Start

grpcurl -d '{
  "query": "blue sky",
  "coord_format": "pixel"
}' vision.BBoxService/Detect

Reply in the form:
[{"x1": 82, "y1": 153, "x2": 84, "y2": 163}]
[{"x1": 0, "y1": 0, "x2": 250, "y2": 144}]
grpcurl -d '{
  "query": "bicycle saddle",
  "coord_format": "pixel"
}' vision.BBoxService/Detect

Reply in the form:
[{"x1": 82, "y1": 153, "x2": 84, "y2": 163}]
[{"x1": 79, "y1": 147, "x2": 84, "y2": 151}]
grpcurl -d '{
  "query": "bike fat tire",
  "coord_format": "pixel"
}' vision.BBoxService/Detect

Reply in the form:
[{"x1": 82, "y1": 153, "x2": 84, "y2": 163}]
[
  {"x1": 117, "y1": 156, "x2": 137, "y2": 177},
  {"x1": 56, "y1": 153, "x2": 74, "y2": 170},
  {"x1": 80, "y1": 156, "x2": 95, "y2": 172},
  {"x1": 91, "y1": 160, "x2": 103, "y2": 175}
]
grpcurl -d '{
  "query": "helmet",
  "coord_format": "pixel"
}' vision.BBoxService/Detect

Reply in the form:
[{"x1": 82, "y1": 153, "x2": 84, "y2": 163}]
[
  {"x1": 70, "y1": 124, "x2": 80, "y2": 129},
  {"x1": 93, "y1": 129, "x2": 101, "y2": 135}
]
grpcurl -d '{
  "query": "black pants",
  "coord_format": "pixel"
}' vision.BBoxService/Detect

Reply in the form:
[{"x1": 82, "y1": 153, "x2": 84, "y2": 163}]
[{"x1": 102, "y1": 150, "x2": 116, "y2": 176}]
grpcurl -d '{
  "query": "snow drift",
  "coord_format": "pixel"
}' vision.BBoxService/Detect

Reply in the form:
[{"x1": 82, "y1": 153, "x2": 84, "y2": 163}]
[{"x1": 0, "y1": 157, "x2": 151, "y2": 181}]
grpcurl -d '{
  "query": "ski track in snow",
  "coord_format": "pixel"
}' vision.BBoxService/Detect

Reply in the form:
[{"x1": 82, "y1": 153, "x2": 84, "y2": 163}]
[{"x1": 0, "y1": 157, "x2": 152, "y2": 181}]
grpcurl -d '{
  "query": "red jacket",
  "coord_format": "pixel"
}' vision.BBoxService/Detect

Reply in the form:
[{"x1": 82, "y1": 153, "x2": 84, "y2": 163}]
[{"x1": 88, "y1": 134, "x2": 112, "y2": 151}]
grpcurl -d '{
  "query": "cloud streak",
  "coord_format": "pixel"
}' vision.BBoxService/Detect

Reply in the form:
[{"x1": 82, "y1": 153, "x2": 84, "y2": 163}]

End

__Required task__: Extract every line in the entries above that contains the string "query", and reproduce each such line in full.

__The result__:
  "query": "blue sky",
  "query": "bicycle saddle",
  "query": "bike fat tire",
  "query": "helmet",
  "query": "black pants",
  "query": "snow drift",
  "query": "ski track in snow",
  "query": "red jacket",
  "query": "cloud streak",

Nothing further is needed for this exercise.